■ **TASK DESCRIPTION**:
Where the string "concrete" shows up in a line of the records, copy that line.

--------------------

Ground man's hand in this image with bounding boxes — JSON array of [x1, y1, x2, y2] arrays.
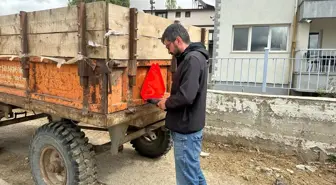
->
[[157, 98, 167, 110]]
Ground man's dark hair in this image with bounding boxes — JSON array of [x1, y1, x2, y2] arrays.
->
[[161, 23, 191, 44]]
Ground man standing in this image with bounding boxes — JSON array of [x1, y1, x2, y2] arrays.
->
[[157, 23, 209, 185]]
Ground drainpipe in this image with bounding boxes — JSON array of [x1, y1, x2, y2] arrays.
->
[[289, 0, 299, 95]]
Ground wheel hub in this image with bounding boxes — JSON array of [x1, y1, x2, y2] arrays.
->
[[40, 146, 67, 184]]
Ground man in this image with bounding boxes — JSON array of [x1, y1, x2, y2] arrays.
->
[[157, 23, 209, 185]]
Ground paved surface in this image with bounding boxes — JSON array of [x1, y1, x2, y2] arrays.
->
[[0, 118, 241, 185]]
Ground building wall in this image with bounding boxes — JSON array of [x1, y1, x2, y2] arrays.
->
[[216, 0, 296, 58], [310, 18, 336, 49], [213, 0, 298, 85], [205, 90, 336, 158], [167, 10, 214, 28], [293, 18, 336, 72]]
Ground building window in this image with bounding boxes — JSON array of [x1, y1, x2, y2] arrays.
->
[[155, 12, 167, 18], [209, 30, 214, 41], [251, 26, 269, 51], [233, 27, 249, 51], [308, 33, 320, 49], [185, 11, 191, 18], [270, 27, 288, 51], [232, 25, 289, 52], [175, 12, 181, 18]]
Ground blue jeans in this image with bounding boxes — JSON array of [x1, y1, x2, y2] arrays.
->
[[172, 130, 207, 185]]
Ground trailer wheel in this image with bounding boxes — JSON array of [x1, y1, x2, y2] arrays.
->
[[29, 120, 98, 185], [131, 128, 172, 158]]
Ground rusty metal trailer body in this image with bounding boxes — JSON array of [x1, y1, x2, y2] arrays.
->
[[0, 2, 208, 185]]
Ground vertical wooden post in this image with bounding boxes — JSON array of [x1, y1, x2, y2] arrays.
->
[[201, 28, 207, 46], [102, 1, 110, 114], [19, 11, 29, 78], [127, 8, 138, 106], [170, 20, 181, 73], [77, 2, 90, 114], [129, 8, 138, 87], [19, 11, 30, 97]]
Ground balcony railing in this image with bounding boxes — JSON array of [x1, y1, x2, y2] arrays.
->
[[295, 49, 336, 73], [209, 49, 336, 94]]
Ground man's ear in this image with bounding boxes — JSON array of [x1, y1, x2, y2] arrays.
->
[[175, 36, 182, 44]]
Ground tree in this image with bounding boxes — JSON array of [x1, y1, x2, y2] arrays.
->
[[165, 0, 177, 9], [68, 0, 130, 7]]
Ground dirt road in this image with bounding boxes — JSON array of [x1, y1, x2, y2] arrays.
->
[[0, 118, 335, 185]]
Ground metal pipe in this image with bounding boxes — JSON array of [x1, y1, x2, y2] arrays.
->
[[226, 58, 229, 84], [326, 56, 331, 91], [273, 59, 277, 87], [262, 48, 270, 92], [122, 120, 165, 144], [233, 58, 236, 85], [298, 57, 302, 90], [79, 126, 108, 131], [0, 113, 48, 127], [219, 59, 222, 83], [240, 59, 243, 86], [255, 59, 258, 87], [247, 59, 251, 86], [282, 59, 286, 88]]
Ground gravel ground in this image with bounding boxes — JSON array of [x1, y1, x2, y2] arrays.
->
[[0, 118, 335, 185]]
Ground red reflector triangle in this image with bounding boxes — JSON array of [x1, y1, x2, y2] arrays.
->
[[141, 63, 166, 100]]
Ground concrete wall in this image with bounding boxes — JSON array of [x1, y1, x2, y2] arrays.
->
[[205, 90, 336, 159]]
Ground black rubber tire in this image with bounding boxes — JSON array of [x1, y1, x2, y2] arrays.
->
[[29, 120, 98, 185], [131, 128, 172, 158]]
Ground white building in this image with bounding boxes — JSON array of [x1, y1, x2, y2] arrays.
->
[[144, 1, 215, 57], [212, 0, 336, 95]]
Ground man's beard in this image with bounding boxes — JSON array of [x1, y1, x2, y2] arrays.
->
[[170, 43, 181, 57]]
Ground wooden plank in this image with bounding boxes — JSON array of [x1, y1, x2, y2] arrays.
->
[[137, 11, 173, 38], [86, 2, 106, 31], [108, 4, 129, 34], [186, 25, 202, 42], [27, 31, 106, 58], [27, 6, 78, 33], [137, 12, 202, 41], [26, 1, 106, 34], [137, 36, 171, 59], [0, 14, 20, 35], [87, 31, 107, 59], [135, 13, 203, 59], [108, 35, 129, 59], [0, 35, 21, 54], [28, 32, 78, 57]]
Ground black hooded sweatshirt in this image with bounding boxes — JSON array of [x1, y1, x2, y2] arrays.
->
[[165, 42, 209, 134]]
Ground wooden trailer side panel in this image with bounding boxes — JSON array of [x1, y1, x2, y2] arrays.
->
[[0, 14, 20, 35], [106, 60, 171, 113], [108, 4, 130, 60], [0, 60, 26, 96], [29, 60, 104, 113], [0, 2, 208, 59], [0, 2, 107, 58], [0, 2, 208, 127]]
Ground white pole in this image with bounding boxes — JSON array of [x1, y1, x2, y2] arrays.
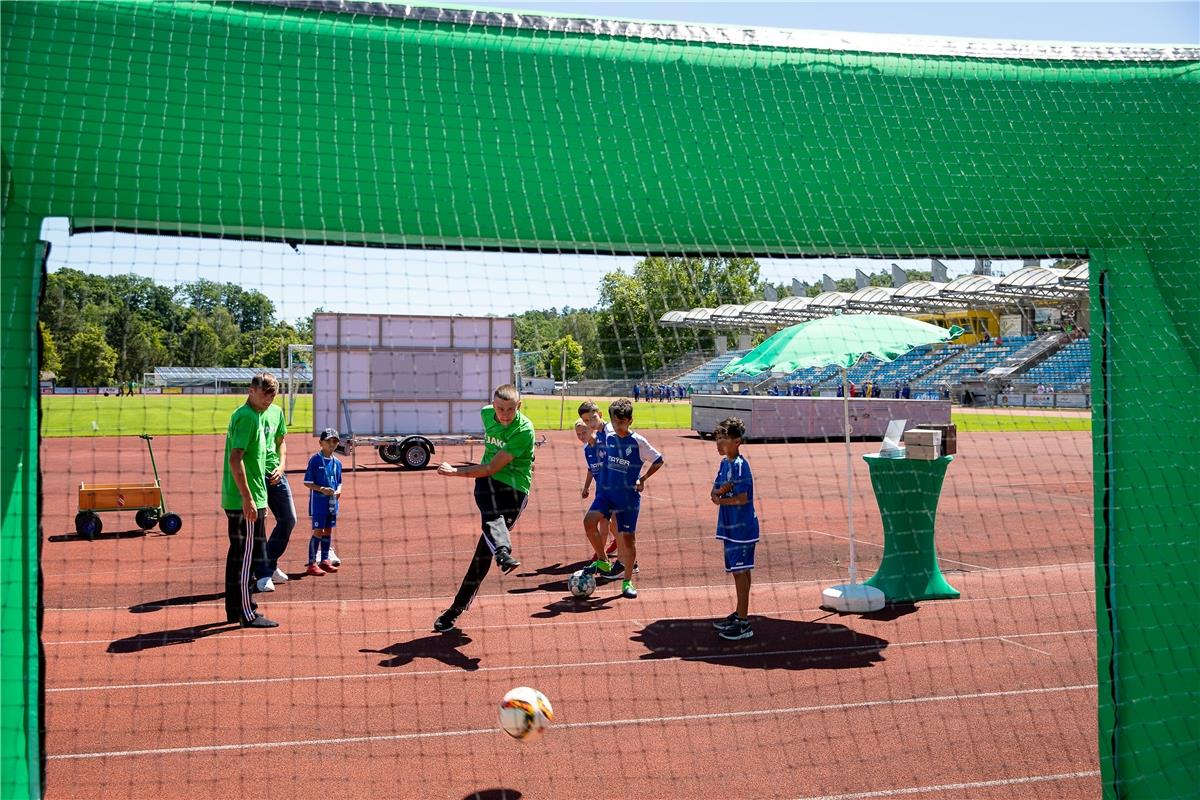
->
[[843, 365, 858, 585], [558, 348, 568, 430]]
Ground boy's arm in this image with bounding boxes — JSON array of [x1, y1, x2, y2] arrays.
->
[[229, 449, 257, 521], [636, 458, 664, 491], [582, 470, 593, 497], [712, 491, 749, 506], [438, 449, 514, 478]]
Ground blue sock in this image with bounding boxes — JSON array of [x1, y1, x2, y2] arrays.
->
[[308, 536, 320, 564], [321, 538, 331, 561]]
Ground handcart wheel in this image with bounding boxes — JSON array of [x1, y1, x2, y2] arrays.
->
[[158, 513, 183, 535], [135, 509, 160, 530], [75, 512, 102, 541]]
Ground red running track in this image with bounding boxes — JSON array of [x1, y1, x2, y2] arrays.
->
[[40, 426, 1096, 799]]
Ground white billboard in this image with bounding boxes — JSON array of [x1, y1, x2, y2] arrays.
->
[[313, 313, 513, 438]]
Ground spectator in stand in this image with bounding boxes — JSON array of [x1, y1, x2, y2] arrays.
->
[[901, 383, 912, 400]]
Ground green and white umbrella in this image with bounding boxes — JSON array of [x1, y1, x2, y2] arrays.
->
[[721, 314, 963, 612]]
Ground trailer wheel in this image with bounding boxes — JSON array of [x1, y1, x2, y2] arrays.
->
[[378, 444, 405, 465], [75, 512, 102, 540], [158, 513, 183, 535], [401, 441, 432, 470], [135, 509, 160, 530]]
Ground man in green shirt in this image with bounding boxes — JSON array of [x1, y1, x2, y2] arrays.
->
[[252, 398, 297, 593], [222, 372, 280, 628], [434, 384, 536, 632]]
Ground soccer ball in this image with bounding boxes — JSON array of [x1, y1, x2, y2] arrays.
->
[[567, 569, 596, 598], [498, 686, 554, 740]]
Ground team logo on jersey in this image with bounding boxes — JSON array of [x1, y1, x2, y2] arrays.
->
[[625, 445, 633, 456]]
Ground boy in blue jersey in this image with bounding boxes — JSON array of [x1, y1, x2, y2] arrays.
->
[[576, 402, 617, 560], [303, 428, 343, 577], [711, 417, 759, 640], [584, 398, 663, 598]]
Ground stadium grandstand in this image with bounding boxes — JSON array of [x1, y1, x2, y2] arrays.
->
[[145, 366, 313, 393], [658, 263, 1090, 404]]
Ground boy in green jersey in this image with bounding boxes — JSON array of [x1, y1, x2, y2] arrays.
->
[[434, 384, 535, 632]]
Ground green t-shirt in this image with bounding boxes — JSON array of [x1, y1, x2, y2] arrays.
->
[[481, 405, 535, 494], [222, 403, 268, 510], [260, 403, 287, 473]]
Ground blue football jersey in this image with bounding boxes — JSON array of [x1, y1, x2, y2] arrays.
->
[[597, 428, 663, 498], [714, 455, 759, 542]]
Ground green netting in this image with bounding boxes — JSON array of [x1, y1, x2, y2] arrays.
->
[[2, 2, 1197, 798]]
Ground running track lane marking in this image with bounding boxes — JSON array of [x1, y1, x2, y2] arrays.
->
[[46, 683, 1096, 760], [789, 770, 1100, 800], [46, 628, 1095, 694], [43, 560, 1094, 613]]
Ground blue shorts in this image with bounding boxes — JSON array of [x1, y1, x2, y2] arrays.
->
[[311, 506, 338, 530], [589, 491, 640, 533], [722, 540, 756, 572]]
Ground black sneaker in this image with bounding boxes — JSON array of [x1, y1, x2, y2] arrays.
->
[[494, 547, 521, 574], [433, 606, 464, 633], [241, 616, 279, 629], [712, 612, 740, 630], [601, 560, 625, 580], [717, 617, 753, 641]]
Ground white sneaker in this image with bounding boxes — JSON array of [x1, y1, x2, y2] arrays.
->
[[256, 576, 276, 593], [271, 568, 289, 583], [327, 548, 340, 567]]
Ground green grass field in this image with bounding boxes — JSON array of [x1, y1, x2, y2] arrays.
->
[[41, 394, 1090, 438]]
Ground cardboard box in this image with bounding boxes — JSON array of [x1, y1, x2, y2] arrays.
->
[[903, 429, 941, 448], [915, 423, 957, 455], [905, 443, 941, 460]]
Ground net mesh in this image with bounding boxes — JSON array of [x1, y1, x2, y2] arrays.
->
[[4, 2, 1199, 799]]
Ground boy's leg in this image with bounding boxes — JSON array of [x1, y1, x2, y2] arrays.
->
[[584, 510, 608, 561], [617, 532, 636, 580], [473, 477, 527, 570], [733, 570, 752, 618], [263, 474, 297, 576], [319, 530, 337, 571], [449, 533, 496, 611]]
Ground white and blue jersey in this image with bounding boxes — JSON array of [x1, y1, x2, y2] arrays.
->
[[714, 455, 759, 543], [596, 427, 663, 506], [583, 439, 605, 478], [305, 452, 343, 528]]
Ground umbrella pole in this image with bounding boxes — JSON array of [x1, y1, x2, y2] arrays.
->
[[843, 366, 857, 584]]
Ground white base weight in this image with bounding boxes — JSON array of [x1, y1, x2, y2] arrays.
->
[[821, 583, 886, 613]]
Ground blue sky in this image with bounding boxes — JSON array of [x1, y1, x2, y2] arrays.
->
[[46, 2, 1196, 324]]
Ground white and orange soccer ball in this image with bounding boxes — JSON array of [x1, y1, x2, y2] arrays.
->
[[498, 687, 553, 740]]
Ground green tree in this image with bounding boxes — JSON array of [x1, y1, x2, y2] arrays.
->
[[543, 334, 585, 381], [173, 316, 222, 367], [59, 324, 118, 386], [110, 314, 170, 382], [227, 323, 305, 368], [208, 306, 242, 357], [40, 322, 62, 375]]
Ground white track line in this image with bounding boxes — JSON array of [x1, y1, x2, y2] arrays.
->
[[999, 636, 1054, 656], [46, 683, 1096, 761], [43, 590, 1094, 647], [46, 628, 1095, 694], [790, 770, 1100, 800], [44, 560, 1092, 614]]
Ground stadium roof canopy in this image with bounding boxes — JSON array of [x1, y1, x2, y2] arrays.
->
[[152, 366, 313, 386], [658, 265, 1089, 330]]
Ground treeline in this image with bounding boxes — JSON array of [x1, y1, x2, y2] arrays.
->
[[42, 259, 916, 387], [40, 269, 308, 386]]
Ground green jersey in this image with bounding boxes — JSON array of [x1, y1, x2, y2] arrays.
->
[[260, 403, 287, 474], [222, 403, 268, 510], [481, 406, 535, 494]]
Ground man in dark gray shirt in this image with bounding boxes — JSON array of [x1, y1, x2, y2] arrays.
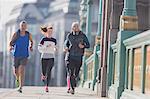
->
[[64, 21, 90, 94]]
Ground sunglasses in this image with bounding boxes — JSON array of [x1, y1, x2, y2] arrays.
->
[[48, 27, 53, 29]]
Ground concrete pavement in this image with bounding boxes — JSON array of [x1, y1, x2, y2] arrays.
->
[[0, 86, 108, 99]]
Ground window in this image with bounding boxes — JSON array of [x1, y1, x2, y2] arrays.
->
[[145, 46, 150, 94], [133, 48, 141, 91]]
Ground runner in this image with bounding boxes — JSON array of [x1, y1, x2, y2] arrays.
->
[[64, 21, 90, 94], [38, 24, 57, 92], [64, 39, 71, 93], [9, 21, 33, 93]]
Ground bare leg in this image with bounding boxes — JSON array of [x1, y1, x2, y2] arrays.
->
[[13, 67, 19, 80], [18, 65, 25, 88]]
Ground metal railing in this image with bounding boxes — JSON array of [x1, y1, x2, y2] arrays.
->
[[110, 30, 150, 97], [81, 49, 100, 90]]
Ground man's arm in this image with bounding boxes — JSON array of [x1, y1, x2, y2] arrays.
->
[[9, 33, 17, 46], [9, 33, 17, 51]]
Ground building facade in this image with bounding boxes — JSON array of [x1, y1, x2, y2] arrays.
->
[[79, 0, 150, 99], [2, 0, 53, 88], [2, 0, 83, 88], [107, 0, 150, 99], [44, 0, 81, 86]]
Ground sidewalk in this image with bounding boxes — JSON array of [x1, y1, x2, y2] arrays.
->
[[0, 88, 15, 94], [0, 86, 108, 99]]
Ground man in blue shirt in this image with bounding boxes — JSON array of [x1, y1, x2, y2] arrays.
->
[[9, 21, 33, 93]]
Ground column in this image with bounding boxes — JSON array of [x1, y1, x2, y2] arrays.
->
[[129, 48, 134, 90], [79, 0, 88, 86], [115, 0, 138, 99], [120, 0, 138, 31], [92, 0, 102, 90], [80, 0, 87, 33], [82, 0, 93, 86], [141, 45, 146, 93], [125, 49, 129, 89], [86, 0, 93, 43]]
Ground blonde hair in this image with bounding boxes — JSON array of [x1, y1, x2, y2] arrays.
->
[[71, 21, 80, 31]]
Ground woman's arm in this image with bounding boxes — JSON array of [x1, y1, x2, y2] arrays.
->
[[83, 34, 90, 48], [64, 34, 71, 52], [29, 34, 33, 51]]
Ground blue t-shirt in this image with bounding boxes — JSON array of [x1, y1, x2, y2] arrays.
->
[[13, 30, 29, 58]]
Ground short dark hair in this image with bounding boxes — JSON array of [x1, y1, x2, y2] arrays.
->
[[20, 21, 27, 25]]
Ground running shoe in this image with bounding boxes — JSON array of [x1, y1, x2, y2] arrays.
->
[[70, 89, 75, 95], [41, 75, 47, 82], [45, 86, 49, 92], [67, 88, 70, 93], [17, 87, 22, 93], [15, 79, 19, 88]]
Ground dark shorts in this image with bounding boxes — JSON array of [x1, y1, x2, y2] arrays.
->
[[13, 57, 28, 68]]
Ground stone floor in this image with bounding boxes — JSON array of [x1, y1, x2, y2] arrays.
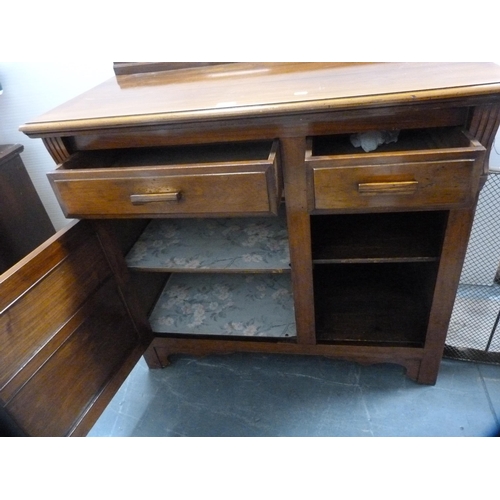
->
[[88, 353, 500, 437]]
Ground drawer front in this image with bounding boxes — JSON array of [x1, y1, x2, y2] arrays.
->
[[48, 141, 281, 218], [50, 167, 277, 218], [311, 159, 482, 211]]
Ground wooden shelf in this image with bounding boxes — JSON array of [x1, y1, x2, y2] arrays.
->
[[126, 210, 290, 273], [128, 208, 294, 339], [311, 211, 447, 264], [149, 273, 296, 339]]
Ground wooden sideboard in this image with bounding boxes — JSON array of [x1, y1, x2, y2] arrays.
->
[[3, 62, 500, 436]]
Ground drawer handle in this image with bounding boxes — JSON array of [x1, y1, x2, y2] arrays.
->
[[130, 192, 182, 204], [358, 181, 418, 196]]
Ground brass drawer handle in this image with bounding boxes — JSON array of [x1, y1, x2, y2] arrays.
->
[[130, 192, 182, 204], [358, 181, 418, 196]]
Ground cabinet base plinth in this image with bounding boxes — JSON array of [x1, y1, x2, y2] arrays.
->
[[144, 336, 435, 384]]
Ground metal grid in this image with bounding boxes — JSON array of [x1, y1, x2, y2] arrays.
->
[[445, 172, 500, 364]]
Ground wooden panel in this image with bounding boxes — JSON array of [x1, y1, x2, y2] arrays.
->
[[71, 104, 469, 152], [0, 222, 110, 392], [0, 144, 54, 273], [5, 280, 139, 436], [147, 336, 423, 382], [0, 220, 150, 436], [281, 137, 316, 345], [418, 208, 478, 384]]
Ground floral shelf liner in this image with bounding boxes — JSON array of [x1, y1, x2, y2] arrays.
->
[[126, 213, 290, 272], [150, 273, 296, 338]]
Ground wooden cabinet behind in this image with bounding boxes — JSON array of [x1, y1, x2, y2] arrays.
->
[[0, 145, 54, 273]]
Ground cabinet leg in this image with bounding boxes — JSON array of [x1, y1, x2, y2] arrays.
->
[[402, 358, 439, 385], [403, 360, 421, 383], [415, 357, 440, 385], [143, 345, 165, 369]]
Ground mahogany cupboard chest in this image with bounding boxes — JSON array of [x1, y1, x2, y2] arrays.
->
[[2, 62, 500, 436]]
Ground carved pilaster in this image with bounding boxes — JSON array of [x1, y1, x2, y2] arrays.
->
[[468, 104, 500, 174], [42, 137, 71, 164]]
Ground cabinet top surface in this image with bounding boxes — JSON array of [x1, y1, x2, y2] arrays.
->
[[21, 62, 500, 137], [0, 144, 23, 163]]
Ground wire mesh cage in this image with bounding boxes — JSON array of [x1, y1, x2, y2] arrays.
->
[[445, 170, 500, 364]]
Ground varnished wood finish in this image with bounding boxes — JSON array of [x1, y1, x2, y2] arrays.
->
[[311, 211, 448, 264], [48, 140, 281, 218], [306, 129, 485, 212], [113, 62, 233, 76], [12, 63, 500, 435], [147, 336, 423, 378], [281, 137, 316, 345], [468, 104, 500, 158], [0, 145, 54, 273], [20, 63, 500, 137], [311, 158, 483, 211], [0, 221, 151, 436], [70, 104, 471, 153], [42, 137, 71, 164], [468, 104, 500, 177], [418, 208, 479, 384]]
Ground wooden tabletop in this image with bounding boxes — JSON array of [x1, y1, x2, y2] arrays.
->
[[20, 62, 500, 137]]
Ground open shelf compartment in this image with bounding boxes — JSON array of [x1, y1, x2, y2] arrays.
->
[[314, 262, 438, 346], [126, 209, 290, 273], [311, 211, 448, 263]]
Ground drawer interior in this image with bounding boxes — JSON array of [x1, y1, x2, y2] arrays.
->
[[61, 140, 276, 170], [308, 127, 479, 158]]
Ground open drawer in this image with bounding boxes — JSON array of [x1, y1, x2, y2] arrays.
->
[[306, 127, 486, 212], [48, 140, 281, 218]]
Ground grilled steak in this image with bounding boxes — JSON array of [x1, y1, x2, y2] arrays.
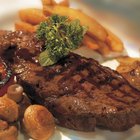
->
[[1, 31, 140, 131]]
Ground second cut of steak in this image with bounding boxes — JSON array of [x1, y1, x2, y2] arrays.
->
[[1, 31, 140, 131]]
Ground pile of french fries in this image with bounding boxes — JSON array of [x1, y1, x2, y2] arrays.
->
[[15, 0, 124, 55]]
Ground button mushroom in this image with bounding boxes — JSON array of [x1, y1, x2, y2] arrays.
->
[[18, 93, 31, 119], [6, 84, 23, 103], [22, 105, 55, 140], [0, 97, 19, 122], [0, 120, 8, 131], [6, 84, 31, 119], [0, 121, 18, 140]]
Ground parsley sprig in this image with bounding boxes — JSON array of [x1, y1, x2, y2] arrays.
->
[[37, 15, 87, 66]]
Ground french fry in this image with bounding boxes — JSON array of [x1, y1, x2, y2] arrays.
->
[[43, 5, 108, 41], [106, 29, 124, 52], [15, 21, 37, 33], [41, 0, 52, 6], [41, 0, 69, 7], [52, 0, 69, 7], [96, 41, 111, 55], [19, 8, 48, 25], [83, 35, 99, 50]]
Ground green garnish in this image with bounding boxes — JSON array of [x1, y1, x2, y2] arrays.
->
[[37, 14, 87, 66]]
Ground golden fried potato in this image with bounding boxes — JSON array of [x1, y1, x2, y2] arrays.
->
[[19, 8, 48, 25], [43, 5, 108, 41], [41, 0, 52, 6], [23, 105, 55, 140], [15, 21, 37, 33], [42, 0, 69, 6], [96, 40, 111, 55], [83, 35, 99, 50], [106, 29, 124, 52], [52, 0, 69, 6]]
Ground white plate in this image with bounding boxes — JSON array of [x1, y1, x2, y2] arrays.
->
[[0, 0, 140, 140]]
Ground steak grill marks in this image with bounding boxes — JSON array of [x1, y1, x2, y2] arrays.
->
[[41, 54, 140, 106]]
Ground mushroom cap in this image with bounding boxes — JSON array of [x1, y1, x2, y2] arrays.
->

--------------------

■ **YOUR RESPONSE**:
Ground concrete wall in this image with bounding boxes — JSON array of [x1, y1, x2, y2] arrays.
Ground concrete pavement in this image with bounding boxes — JSON array of [x1, y1, x2, y2] arrays.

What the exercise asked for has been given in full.